▶ Document section
As technology rapidly advances, it brings with it many interesting innovations, including new varieties of robots.
The SPRK+, by Sphero, is a great example of fun toy, that’s easy to use, making it a great option for children and adults with various disabilities. It is easily programmable, allowing the creation of a variety activities, so this robot ball can be used for practising many skills including communication, problem solving, planning, and more. The SPRK+ is managed using an app, Sphero Edu, available on both the App Store and Google Play.
To use, you must buy the robot and download the app.
A few technical details (Thanks to Arik Bronshtein from WeDiggit):
- Reaches 4.5 km/h
- Fall, crash, color, and water resistant
- There are accessories that can be attached and the SPRK+ will operate them
- Interfaces with Scratch (app for coding)
- Quick inductive charging (no need for wifi)
- 2018 update to work with PC and Mac
The SPRK+ is a piece of technology that was developed for the wider population, not specifically for people with disabilities, but because of it’s ease of use and the fact that it is a cool fun toy from the regular market, it can be used with people with disabilities easily and in many ways. For example, you can make a maze and guide the ball through it as you would a remote controlled car.
Another simple idea would be to place obstacles in its way, like a tower of blocks, and have it knock them over. Options are endless…imagination is the key…and the game!
I’ve seen people attach markers to the robot to have it draw, or people that have placed a large plastic cup over it, with a face drawn on it, so it looks like the cup is moving, and other fun ideas.
You can also order accessories like ramps, and add-ons like this Lego car.
For those that can code, there are a variety of ways to code the SPRK+ from the most simple (drawing a path on the app that the robot will follow) to the hardest (writing actual code). Drawing a path in the app is great practice for fine motor skills, and cognitive perceptual skills, such as learning about shapes. The inherent playfulness that comes with this ball is very motivating to users and encourages playing with others and communication. It is important to note, that though we are talking about programming a robot, it can be used with people with a variety of functional abilities, which is a big advantage. AS it does require a level of accuracy and regulation, individuals with motor difficulties may find it difficult to use.

▶ Problem to solve
Repeat the stretch of the SPRK+ robot text from "You can also" through "difficult to use.", substituting "tracks" for "ramps". The records that follow are separate material, unrelated to the robot text.

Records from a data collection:
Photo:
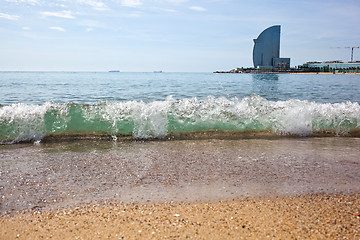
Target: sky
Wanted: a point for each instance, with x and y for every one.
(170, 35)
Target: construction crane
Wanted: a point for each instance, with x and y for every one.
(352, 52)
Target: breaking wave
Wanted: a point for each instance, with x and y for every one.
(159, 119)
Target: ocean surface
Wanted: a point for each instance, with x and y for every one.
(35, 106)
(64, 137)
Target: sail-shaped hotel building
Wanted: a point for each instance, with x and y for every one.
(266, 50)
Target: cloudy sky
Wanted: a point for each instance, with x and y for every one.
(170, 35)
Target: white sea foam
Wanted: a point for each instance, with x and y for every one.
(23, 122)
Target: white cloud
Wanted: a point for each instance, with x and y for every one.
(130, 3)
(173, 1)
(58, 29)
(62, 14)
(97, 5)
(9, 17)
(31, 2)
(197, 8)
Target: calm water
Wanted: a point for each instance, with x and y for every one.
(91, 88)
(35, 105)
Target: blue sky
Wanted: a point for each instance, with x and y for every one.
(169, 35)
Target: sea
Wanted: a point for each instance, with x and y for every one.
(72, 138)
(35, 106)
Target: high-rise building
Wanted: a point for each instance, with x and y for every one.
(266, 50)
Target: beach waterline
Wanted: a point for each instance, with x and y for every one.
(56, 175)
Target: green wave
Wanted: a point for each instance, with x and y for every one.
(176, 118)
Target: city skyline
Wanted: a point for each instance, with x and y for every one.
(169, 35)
--
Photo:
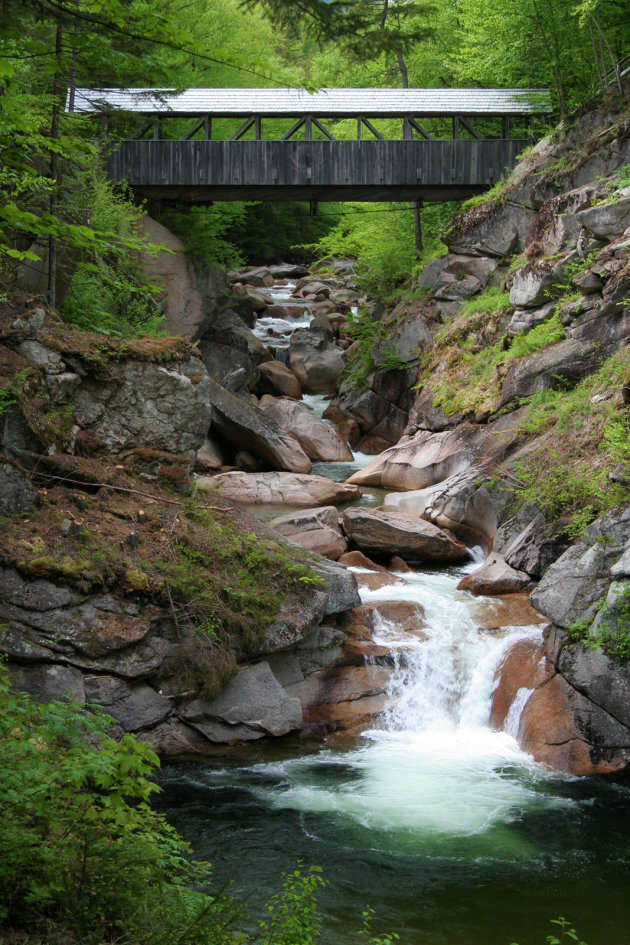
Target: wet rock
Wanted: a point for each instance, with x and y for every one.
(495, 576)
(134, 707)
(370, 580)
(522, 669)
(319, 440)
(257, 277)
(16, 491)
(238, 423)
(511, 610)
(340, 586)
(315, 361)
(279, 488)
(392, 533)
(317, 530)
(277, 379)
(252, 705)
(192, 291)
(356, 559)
--
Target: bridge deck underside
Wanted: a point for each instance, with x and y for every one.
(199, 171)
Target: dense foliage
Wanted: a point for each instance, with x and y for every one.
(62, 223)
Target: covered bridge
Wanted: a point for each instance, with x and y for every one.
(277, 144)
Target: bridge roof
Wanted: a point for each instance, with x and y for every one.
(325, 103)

▶ Task answer
You can also order accessories like tracks, and add-ons like this Lego car.
For those that can code, there are a variety of ways to code the SPRK+ from the most simple (drawing a path on the app that the robot will follow) to the hardest (writing actual code). Drawing a path in the app is great practice for fine motor skills, and cognitive perceptual skills, such as learning about shapes. The inherent playfulness that comes with this ball is very motivating to users and encourages playing with others and communication. It is important to note, that though we are talking about programming a robot, it can be used with people with a variety of functional abilities, which is a big advantage. AS it does require a level of accuracy and regulation, individuals with motor difficulties may find it difficult to use.